**Task requirements**
All of the entries need to be repeated exactly. Leave nothing out.

**Records from a data collection**
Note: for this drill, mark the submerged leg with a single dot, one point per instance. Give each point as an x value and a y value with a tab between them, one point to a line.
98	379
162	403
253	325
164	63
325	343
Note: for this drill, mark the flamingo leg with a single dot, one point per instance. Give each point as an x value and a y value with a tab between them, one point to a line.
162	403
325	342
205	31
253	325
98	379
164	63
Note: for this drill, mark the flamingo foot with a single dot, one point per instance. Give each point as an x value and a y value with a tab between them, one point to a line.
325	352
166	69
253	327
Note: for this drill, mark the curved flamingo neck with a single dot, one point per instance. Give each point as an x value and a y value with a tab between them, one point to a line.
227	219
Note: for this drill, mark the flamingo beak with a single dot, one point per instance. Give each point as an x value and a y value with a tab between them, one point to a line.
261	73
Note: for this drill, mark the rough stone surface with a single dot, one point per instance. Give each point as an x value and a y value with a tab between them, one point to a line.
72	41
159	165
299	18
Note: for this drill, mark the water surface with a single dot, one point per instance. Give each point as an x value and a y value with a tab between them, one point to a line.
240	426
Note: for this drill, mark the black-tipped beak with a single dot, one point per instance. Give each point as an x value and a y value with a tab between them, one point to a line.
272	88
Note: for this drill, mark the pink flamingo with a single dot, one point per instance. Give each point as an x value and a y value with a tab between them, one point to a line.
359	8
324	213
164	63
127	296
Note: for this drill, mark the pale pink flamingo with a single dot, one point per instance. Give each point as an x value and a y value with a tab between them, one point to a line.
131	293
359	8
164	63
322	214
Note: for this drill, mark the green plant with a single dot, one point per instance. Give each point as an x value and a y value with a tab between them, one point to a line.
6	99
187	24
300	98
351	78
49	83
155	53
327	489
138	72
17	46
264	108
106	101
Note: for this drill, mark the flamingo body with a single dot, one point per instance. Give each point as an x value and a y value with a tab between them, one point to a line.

**Written solution**
Note: for this drill, mark the submerged leg with a single dot, one point per instance. Give each point as an x value and a y value with a tab between them, one point to a line.
98	379
162	403
253	325
164	63
325	343
Note: for this drill, mark the flamingo leg with a single dot, one point per instance. Give each point as an x value and a y value with a tab between them, one point to a line.
162	403
325	342
205	31
253	325
98	379
164	63
Note: for this drill, mark the flamingo foot with a single dot, one point per instance. Give each point as an x value and a y value with a tab between them, one point to a line.
325	352
166	69
253	327
Note: for this drill, mark the curved flamingo neck with a single dot, one point per instance. Give each point as an x value and a y value with a tab between them, one point to a line.
227	219
Note: for this drill, mark the flamingo beak with a single dot, one point per instance. Give each point as an x value and a y value with a tab between them, one point to a line.
261	73
Note: for this drill, mark the rough stone surface with a single dot, one point per instance. Give each point as an x value and a y value with a tab between them, one point to a line.
72	41
159	165
299	18
Note: for this drill, mark the water surface with a single dot, one point per instance. Give each point as an x value and a y value with a tab between them, one point to a line.
240	426
Note: for this drill, mark the black-tipped beak with a single dot, one point per instance. Give each point as an x value and a y value with a tab between them, one point to a line.
272	88
Note: for this drill, mark the pink flamingo with a single dot, one point per instance. Give each point as an x value and a y value with a tab between them, one point to a line.
359	8
324	213
164	63
127	296
Note: for this drill, mark the pale pink flamingo with a single dot, one point per instance. Give each point as an x value and a y value with a tab between them, one point to a line.
131	293
359	8
164	63
322	214
Note: for this drill, mark the green plant with a single dot, one point per instance. Give each point as an x value and a y value with a tab between them, one point to a line.
6	99
187	24
300	98
351	78
49	83
155	53
327	489
138	72
17	46
264	108
106	101
Note: for this drill, mark the flamingo body with a single dot, one point per instance. Give each point as an x value and a y value with a tab between them, one point to a line.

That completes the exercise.